Kommentar: Talleyrand und Tellerrand

So schnittig und windschlüpfig waren die Stellungnahmen der Automobilindustrie selten. Offenbar will vor der Bundestagswahl keiner der Manager Widerstands- oder Reibungsflächen bieten. Die Haltung des Volkswagen-Chefs Herbert Diess ist bereits legendär. Jede Erwähnung des Verbrennungsmotors straft er vom Wolfsburger Olymp herab mit Zornesblitzen. Audi beeilte sich jetzt, dem Verbrenner nur noch fünf Jahre zuzugestehen und Mercedes-Benz will bis 2039 nur noch CO2-neutrale Autos verkaufen, deutet aber einen ambitionierteren Termin an. Nur aus München hörte man jetzt andere Töne vom BMW-Vorstandsvorsitzenden Oliver Zipse. Mut oder Verzweiflung?

„Die wahren Entscheider in unserer Industrie sind die Kunden. Und die sollte man nie aus den Augen verlieren“, mahnte Zipse am Wochenende in einem Interview der „Passauer Neuen Presse“ und des „Donaukuriers“. Zipse verwies auf die Pläne von BMW, 2030 die Hälfte der Autos mit rein batterieelektrischem Antrieb zu verkaufen. „Wenn ein Hersteller dann kein Verbrennerangebot mehr hat, dann geht ihm das halbe Marktvolumen verloren, und er befindet sich auf einem unternehmerischen Schrumpfungskurs.“ Zwar werde es in den kommenden 15 Jahren Städte, Regionen und Länder geben, in denen sich der Transformationsprozess zur Elektromobilität vollständig vollziehe. „Aber in der Summe der weltweit 140 BMW-Märkte wird das nicht der Fall sein“, stellt Zipse fest.

» **Aufgabe**
Erklären Sie bitte anhand des Kommentars in ein bis drei Sätzen, warum laut Zipse ein Hersteller ohne Verbrennerangebot auf einen Schrumpfungskurs geriete. Das Material spielt hierfür keine Rolle.

» **Angezeigte Daten**
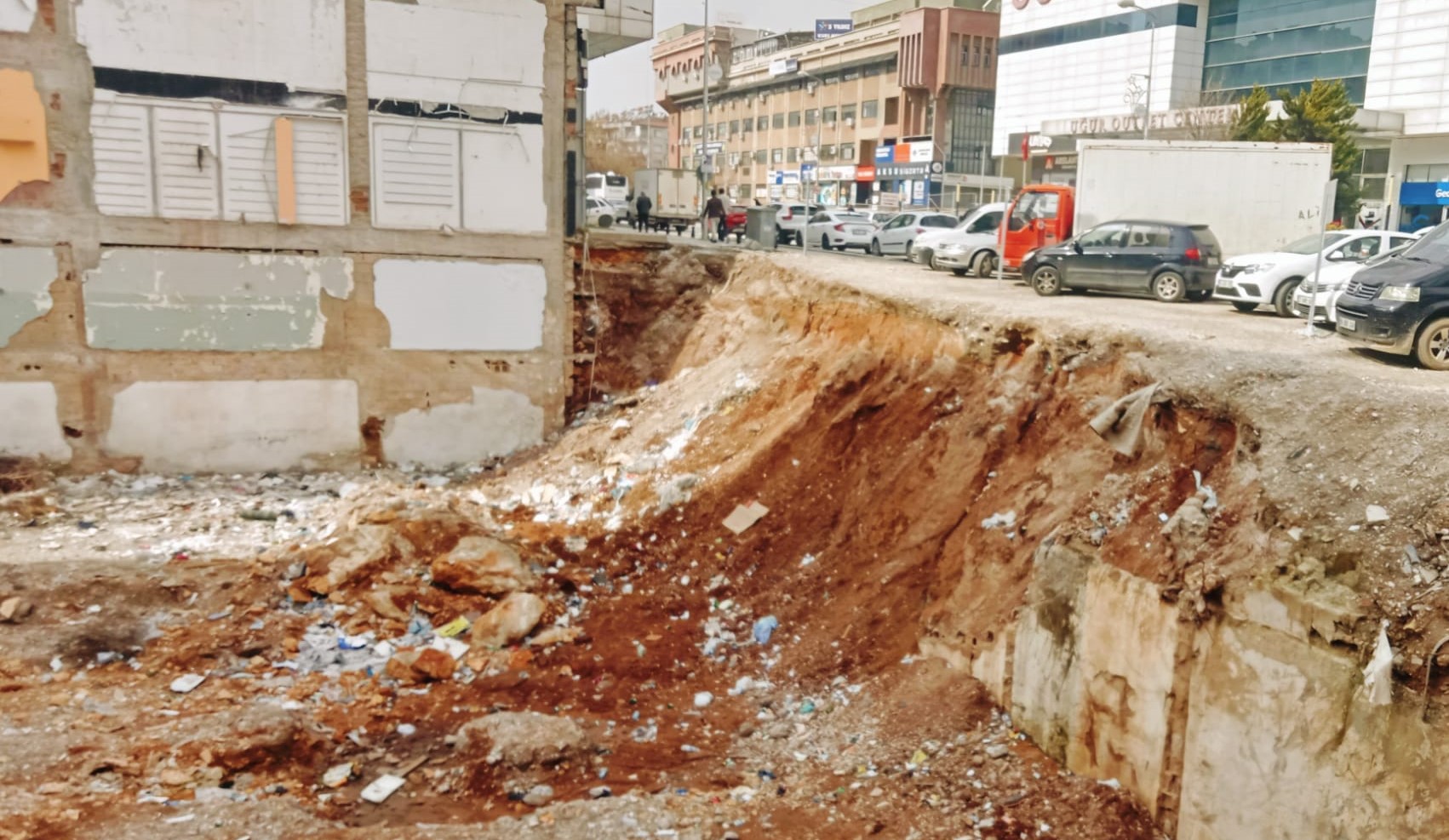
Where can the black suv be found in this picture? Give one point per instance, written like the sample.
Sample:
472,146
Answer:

» **Richtige Antwort**
BMW plant, 2030 die Hälfte seiner Autos mit rein batterieelektrischem Antrieb zu verkaufen. Hätte ein Hersteller dann kein Verbrennerangebot mehr, ginge ihm das halbe Marktvolumen verloren. Der Wandel zur Elektromobilität werde sich nämlich in der Summe der weltweit 140 BMW-Märkte nicht vollständig vollziehen.